== Beitrag
Wednesday, December 9, 2015

Weihnachstbrief 2015 von Irene Eckert

Freunde, Kollegen, um den Weltfrieden Besorgte,  

 

verzeiht mir, wenn ich zur Weihnacht und zum Jahresende statt Persönliches anzumerken und zu berichten, grundsätzlich werde.
Natürlich ist auch das Persönliche politisch und das Politische persönlich, wie schon der gute alte Schweizer Dichter Gottfried Keller im 19. Jahrhundert wusste. Für ihn war alles politisch und zwar vom „Dachziegel bis zur Schuhsohle“. In Anbetracht all der Hiobsbotschaften, die uns das Jahr 2015 ins Haus brachte, möchte ich mit Bezug auf das bevorstehende Lutherjahr - hi gut protestantisch aller Wege - sagen:
„Und wenn die Welt voll Teufel wär,
und wollt uns gar verschlingen,
so fürchten wir uns nicht so sehr,
es soll uns doch gelingen“ (Martin Luther „Ein feste Burg ist unser Gott“)
Auch die Worte eines französisch-katholisch geschulten, kommunistischen Dichters seien in Erinnerung gerufen:
„Es ist nötig zu sprechen, es ist nötig zu sagen, was ist, selbst wenn viele Münder anders gesprochen haben – selbst wenn alle anders gesprochen haben“ Henri Barbusse, „Jesus“, Leipzig/Wien 1928, S.126
Das nahende Christfest mag auch den Bezug auf den älteren Teil der Bibel erlauben:
"Das Volk, das im Finstern lebt, sieht ein großes Licht; hell strahlt es auf über denen, die ohne Hoffnung sind. (...) Die Soldatenstiefel, die beim Marschieren so laut dröhnen, und all die blutverschmierten Kampfgewänder werden ins Feuer geworfen und verbrannt. Denn uns ist ein Kind geboren! Ein Sohn ist uns geschenkt! Er wird die Herrschaft übernehmen. Man nennt ihn 'Wunderbarer Ratgeber', 'Starker Gott', 'Ewiger Vater', 'Friedefürst'. Er wird seine Herrschaft weit ausdehnen und dauerhaften Frieden bringen." aus dem Alten Testament Jesaja 9, Verse 1, 4-6a
Diese Weihnacht könnten wir theoretisch mit Bezugnahme auf die alttestamentarische Botschaft als großes Friedensfest begehen. Wir feiern schließlich 70 Jahre Kriegsende und 70 Jahre Überwindung des mordbrennerischen Hitlerfaschismus.
====
Kurzaufgabe A –
Beantworten Sie zum Weihnachtsbrief oben folgende Fragen:
(i) Welcher Schweizer Dichter wird genannt, und in welchem Jahrhundert lebte er?
(ii) Aus welchem Lied von Martin Luther stammen die zitierten Verse?
(iii) Wie viele Jahre Kriegsende werden laut dem letzten Absatz gefeiert?
Kurzaufgabe B – Schreiben Sie aus dem Weihnachtsbrief oben den Abschnitt zwischen "Weihnachstbrief 2015 von" und "berichten, grundsätzlich werde." wortgetreu ab, beide Stellen eingeschlossen.
== Quellenauszug
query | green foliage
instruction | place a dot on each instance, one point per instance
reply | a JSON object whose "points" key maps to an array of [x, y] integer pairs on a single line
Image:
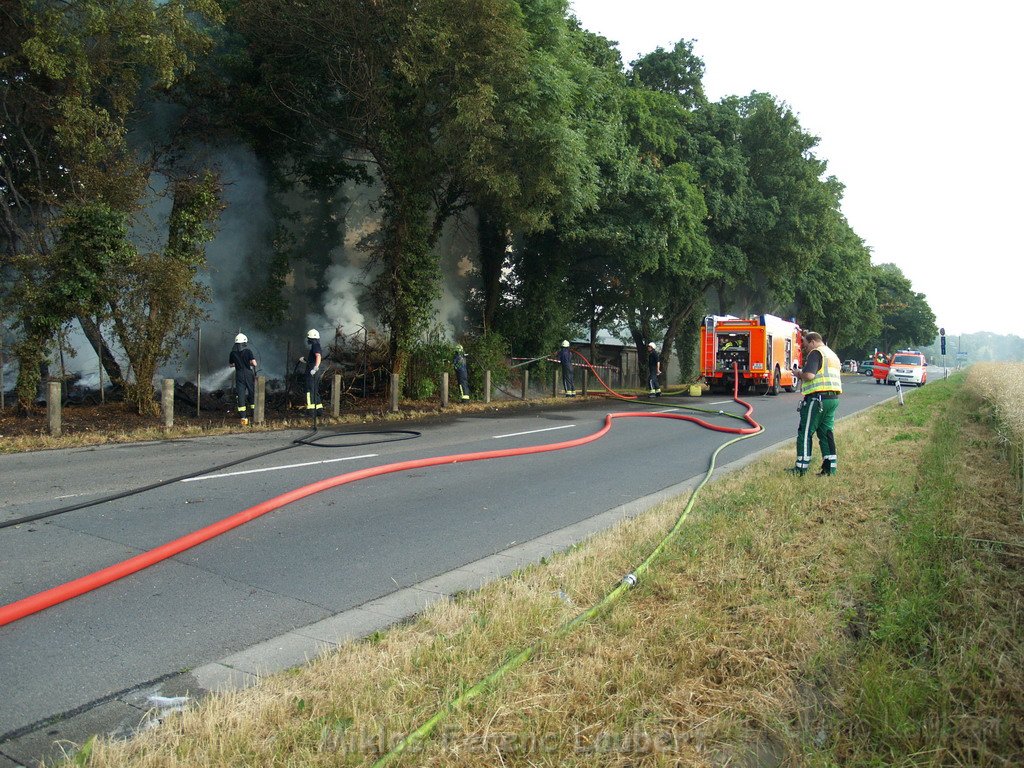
====
Ergebnis A –
(i) Gottfried Keller, 19. Jahrhundert
(ii) „Ein feste Burg ist unser Gott“
(iii) 70 Jahre

Ergebnis B –
Weihnachstbrief 2015 von Irene Eckert

Freunde, Kollegen, um den Weltfrieden Besorgte,  

 

verzeiht mir, wenn ich zur Weihnacht und zum Jahresende statt Persönliches anzumerken und zu berichten, grundsätzlich werde.